Written exercise —
Gather every line in the items below that contains the word "wavy" and copy each one unchanged, one per line.

Provided entries —
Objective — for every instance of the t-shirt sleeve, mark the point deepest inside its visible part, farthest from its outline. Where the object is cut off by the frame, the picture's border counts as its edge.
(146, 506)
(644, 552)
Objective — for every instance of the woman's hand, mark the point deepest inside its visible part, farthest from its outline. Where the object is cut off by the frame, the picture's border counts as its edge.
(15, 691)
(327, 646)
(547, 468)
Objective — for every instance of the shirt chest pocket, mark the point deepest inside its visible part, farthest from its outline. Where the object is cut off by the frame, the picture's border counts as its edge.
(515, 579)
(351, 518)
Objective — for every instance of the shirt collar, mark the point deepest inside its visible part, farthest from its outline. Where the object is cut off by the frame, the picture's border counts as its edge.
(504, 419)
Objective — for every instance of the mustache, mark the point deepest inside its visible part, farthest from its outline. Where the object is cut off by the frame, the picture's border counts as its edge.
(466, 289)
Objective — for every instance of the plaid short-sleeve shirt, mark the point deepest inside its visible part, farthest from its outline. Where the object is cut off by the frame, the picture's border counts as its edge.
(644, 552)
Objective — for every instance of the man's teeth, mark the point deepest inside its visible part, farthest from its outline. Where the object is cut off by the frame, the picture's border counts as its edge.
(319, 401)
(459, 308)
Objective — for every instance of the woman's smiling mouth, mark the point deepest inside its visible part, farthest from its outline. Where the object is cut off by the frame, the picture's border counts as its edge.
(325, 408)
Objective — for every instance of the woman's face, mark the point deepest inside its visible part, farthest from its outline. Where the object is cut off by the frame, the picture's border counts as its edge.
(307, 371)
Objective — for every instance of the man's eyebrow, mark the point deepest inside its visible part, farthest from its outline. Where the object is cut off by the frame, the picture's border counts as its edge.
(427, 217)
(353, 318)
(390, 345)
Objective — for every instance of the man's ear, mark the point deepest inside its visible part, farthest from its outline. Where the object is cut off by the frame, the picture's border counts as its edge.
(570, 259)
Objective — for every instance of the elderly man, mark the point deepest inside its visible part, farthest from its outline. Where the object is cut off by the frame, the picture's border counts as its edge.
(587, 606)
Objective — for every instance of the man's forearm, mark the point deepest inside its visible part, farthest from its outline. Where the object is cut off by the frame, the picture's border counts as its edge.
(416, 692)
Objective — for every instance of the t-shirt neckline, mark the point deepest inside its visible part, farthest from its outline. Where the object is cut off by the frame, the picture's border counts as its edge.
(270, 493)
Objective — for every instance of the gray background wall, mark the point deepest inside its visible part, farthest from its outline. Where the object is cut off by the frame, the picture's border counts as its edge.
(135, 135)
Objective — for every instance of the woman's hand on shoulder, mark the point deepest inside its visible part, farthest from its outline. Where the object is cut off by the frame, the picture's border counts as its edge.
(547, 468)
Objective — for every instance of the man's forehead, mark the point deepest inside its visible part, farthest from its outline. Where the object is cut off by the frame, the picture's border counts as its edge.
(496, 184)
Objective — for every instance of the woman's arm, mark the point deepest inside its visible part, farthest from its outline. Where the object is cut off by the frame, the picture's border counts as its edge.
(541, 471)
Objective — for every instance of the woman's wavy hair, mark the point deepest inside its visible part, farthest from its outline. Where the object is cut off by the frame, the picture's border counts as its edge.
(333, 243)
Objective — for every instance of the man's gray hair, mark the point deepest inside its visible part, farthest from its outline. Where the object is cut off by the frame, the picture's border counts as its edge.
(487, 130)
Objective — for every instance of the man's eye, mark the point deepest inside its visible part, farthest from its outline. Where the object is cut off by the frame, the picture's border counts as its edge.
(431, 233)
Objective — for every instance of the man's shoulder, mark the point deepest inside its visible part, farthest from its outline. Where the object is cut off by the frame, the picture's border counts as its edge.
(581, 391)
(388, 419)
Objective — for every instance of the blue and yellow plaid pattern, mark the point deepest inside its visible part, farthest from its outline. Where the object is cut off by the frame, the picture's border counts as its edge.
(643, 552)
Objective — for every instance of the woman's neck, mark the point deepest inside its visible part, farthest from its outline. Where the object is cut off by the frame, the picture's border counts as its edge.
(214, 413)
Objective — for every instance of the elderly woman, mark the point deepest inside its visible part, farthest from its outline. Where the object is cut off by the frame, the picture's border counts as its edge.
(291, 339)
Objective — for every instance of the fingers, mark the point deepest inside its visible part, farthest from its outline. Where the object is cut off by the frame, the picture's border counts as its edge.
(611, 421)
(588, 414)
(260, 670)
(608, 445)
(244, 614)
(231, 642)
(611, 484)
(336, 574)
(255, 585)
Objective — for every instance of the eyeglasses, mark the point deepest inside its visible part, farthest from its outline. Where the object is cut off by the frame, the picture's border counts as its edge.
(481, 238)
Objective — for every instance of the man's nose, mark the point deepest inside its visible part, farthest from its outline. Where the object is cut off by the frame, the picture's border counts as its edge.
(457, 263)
---
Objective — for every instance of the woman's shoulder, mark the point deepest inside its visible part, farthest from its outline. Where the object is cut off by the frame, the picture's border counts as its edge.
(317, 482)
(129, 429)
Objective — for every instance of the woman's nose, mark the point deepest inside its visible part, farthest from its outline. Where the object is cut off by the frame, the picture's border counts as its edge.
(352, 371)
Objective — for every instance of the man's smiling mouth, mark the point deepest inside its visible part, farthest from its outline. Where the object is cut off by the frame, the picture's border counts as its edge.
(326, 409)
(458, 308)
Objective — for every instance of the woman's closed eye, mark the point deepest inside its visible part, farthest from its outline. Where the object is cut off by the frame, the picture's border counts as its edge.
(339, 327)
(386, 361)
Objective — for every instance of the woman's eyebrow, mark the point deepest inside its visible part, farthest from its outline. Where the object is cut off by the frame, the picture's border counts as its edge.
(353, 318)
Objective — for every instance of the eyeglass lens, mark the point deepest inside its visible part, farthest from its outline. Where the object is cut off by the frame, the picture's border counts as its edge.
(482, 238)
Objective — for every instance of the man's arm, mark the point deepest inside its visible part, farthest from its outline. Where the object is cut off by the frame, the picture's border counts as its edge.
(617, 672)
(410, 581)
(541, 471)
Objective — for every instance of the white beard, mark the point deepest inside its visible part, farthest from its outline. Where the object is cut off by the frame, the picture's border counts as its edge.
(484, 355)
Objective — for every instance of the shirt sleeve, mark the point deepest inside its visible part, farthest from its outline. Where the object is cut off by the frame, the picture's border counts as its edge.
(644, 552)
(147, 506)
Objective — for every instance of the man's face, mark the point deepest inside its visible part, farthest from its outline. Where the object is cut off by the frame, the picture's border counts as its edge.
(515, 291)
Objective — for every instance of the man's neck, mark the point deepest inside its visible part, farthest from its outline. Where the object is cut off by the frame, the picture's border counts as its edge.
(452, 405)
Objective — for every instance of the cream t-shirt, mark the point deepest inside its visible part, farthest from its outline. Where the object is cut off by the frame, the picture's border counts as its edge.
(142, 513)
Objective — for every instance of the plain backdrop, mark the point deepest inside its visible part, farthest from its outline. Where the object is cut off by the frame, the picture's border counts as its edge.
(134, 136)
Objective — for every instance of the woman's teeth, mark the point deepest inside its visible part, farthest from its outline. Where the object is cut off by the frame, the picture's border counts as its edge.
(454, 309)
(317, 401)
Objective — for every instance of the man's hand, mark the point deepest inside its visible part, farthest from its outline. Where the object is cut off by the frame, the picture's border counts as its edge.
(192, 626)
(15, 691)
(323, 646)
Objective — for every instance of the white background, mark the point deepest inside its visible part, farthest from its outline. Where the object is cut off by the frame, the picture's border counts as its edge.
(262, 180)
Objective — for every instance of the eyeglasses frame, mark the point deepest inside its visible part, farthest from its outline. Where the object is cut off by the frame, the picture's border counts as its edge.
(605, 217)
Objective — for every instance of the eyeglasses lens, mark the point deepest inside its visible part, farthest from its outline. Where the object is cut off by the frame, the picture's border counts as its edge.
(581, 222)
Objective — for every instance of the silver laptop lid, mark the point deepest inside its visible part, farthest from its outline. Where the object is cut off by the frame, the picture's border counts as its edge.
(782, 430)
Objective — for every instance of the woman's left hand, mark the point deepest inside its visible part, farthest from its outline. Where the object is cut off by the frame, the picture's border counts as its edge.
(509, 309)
* * *
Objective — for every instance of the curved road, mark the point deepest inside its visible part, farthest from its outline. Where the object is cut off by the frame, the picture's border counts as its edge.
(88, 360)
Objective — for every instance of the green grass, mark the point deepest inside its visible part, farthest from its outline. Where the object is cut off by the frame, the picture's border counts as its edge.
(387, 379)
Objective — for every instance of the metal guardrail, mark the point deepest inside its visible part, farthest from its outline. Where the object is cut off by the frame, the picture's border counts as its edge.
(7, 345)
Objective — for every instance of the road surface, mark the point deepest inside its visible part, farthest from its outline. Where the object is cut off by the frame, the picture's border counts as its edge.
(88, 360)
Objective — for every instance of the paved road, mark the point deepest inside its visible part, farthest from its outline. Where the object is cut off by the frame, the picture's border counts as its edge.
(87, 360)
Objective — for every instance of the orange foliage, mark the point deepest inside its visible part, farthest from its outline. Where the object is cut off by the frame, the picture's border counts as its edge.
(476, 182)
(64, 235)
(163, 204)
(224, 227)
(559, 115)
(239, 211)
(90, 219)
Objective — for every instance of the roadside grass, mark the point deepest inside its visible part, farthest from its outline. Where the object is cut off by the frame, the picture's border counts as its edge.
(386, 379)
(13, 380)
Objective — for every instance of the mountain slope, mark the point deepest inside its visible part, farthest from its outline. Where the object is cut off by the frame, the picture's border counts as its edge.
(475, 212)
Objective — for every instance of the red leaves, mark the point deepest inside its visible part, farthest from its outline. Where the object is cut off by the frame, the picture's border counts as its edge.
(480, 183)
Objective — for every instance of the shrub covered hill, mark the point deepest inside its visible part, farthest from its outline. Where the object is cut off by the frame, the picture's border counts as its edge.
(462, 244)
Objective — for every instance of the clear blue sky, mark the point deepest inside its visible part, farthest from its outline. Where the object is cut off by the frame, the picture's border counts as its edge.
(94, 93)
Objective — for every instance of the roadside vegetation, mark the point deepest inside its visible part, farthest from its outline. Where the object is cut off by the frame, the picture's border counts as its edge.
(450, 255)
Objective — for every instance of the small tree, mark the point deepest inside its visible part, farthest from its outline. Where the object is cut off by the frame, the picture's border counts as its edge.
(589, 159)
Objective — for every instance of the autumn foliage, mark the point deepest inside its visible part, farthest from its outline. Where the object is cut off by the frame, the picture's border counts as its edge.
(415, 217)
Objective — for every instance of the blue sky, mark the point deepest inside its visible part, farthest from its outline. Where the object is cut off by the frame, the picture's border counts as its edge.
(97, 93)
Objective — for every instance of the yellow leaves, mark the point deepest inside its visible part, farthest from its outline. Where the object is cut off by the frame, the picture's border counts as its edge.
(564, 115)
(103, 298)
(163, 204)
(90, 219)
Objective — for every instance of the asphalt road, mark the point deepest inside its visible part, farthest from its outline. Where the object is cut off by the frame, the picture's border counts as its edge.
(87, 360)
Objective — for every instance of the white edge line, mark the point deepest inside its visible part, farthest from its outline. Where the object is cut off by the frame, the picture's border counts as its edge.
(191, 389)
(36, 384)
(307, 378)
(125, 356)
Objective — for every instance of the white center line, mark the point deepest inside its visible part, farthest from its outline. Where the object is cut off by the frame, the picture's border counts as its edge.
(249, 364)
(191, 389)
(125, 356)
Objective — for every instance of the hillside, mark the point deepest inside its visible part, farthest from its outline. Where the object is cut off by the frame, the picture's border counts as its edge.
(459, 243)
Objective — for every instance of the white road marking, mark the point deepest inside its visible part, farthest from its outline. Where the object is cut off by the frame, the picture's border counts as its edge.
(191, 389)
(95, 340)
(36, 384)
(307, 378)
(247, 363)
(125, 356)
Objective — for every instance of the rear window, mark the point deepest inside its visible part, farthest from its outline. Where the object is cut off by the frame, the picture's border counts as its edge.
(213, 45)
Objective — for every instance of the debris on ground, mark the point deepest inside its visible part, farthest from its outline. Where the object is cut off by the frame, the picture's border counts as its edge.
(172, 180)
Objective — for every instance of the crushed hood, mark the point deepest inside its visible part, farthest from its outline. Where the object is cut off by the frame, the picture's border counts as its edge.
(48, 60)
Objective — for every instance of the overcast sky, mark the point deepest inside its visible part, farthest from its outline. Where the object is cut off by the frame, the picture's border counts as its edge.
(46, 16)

Exercise response —
Objective — for every instance of the woman's wavy hair, mark the point deepest inside its visible part, farthest from its outline. Where the object is cut off by the frame, the picture's border counts as its edge.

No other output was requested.